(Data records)
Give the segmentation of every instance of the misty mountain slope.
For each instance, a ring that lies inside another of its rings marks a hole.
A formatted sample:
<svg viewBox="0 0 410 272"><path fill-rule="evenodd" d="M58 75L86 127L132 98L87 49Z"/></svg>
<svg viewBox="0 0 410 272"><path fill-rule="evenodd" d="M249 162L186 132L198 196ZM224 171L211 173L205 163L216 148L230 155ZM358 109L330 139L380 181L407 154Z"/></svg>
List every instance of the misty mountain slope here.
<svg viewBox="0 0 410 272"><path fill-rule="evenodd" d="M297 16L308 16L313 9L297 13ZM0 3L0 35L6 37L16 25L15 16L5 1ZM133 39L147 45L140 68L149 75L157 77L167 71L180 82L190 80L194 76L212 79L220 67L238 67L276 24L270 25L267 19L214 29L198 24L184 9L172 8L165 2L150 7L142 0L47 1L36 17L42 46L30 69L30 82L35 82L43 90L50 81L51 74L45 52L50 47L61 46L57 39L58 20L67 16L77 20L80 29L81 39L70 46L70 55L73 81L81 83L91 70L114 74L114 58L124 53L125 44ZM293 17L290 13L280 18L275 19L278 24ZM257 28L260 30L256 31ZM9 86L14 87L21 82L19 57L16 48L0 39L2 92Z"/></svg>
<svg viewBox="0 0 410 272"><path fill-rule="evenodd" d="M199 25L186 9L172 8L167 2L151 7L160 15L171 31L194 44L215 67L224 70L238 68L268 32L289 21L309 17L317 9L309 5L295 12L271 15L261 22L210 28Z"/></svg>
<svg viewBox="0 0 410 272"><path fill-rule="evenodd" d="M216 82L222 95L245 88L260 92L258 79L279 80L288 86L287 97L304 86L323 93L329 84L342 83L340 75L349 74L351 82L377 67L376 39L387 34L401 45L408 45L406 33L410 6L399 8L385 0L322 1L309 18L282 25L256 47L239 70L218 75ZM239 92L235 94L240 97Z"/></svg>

• [TASK STATEMENT] Reproduce all of the data above word for word.

• [TASK ANSWER]
Give the segmentation of every instance of the misty mountain slope.
For each instance, a ring that lies inside another of its rings marks a hole.
A formatted sample:
<svg viewBox="0 0 410 272"><path fill-rule="evenodd" d="M58 75L86 127L132 98L87 49Z"/></svg>
<svg viewBox="0 0 410 272"><path fill-rule="evenodd" d="M249 162L186 132L198 196ZM224 171L211 173L205 163L216 148L230 155ZM358 109L330 139L380 181L407 154Z"/></svg>
List every instance of the misty mountain slope here.
<svg viewBox="0 0 410 272"><path fill-rule="evenodd" d="M297 16L308 16L313 9L297 13ZM0 3L0 35L6 37L16 25L15 16L5 1ZM133 39L147 45L140 68L149 75L157 77L167 71L180 82L190 80L194 76L212 79L220 67L238 67L276 24L270 25L267 19L214 29L198 24L184 9L172 8L165 2L150 7L142 0L47 1L36 17L42 46L30 69L30 82L35 82L43 90L50 81L51 74L45 52L50 47L61 46L57 39L58 20L67 16L77 20L80 29L81 39L70 46L70 55L73 81L81 83L91 70L114 74L114 58L124 53L125 44ZM293 17L290 13L280 18L275 19L278 24ZM257 28L260 30L256 31ZM9 86L14 87L21 82L19 57L16 48L0 39L2 92Z"/></svg>
<svg viewBox="0 0 410 272"><path fill-rule="evenodd" d="M199 25L186 9L172 8L167 2L151 7L160 15L171 31L194 44L215 67L224 70L238 68L268 32L289 21L309 17L317 9L309 5L295 12L271 15L261 22L210 28Z"/></svg>
<svg viewBox="0 0 410 272"><path fill-rule="evenodd" d="M216 82L222 95L245 88L260 92L258 79L279 80L288 86L287 97L304 86L323 93L329 84L342 83L340 75L349 74L351 82L377 67L376 39L387 34L401 45L408 45L406 33L410 6L399 8L385 0L322 1L309 18L282 25L256 47L239 70L218 75ZM239 92L235 94L240 97Z"/></svg>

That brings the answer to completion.